Given problem:
Present each of the rows below as an item in a numbered list, omitting any blank lines.

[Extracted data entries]
_ _ _ _

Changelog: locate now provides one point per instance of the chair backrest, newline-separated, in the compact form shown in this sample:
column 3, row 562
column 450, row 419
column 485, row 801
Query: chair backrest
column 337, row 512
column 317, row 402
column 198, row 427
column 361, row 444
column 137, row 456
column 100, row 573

_ _ _ _

Completed task:
1. Changelog: locate now provides one point per instance of the chair backrest, newline-separated, in the compact form shown in this sample:
2. column 3, row 562
3. column 450, row 419
4. column 485, row 801
5. Query: chair backrest
6. column 337, row 512
7. column 317, row 402
8. column 198, row 427
9. column 361, row 444
10. column 137, row 456
11. column 100, row 573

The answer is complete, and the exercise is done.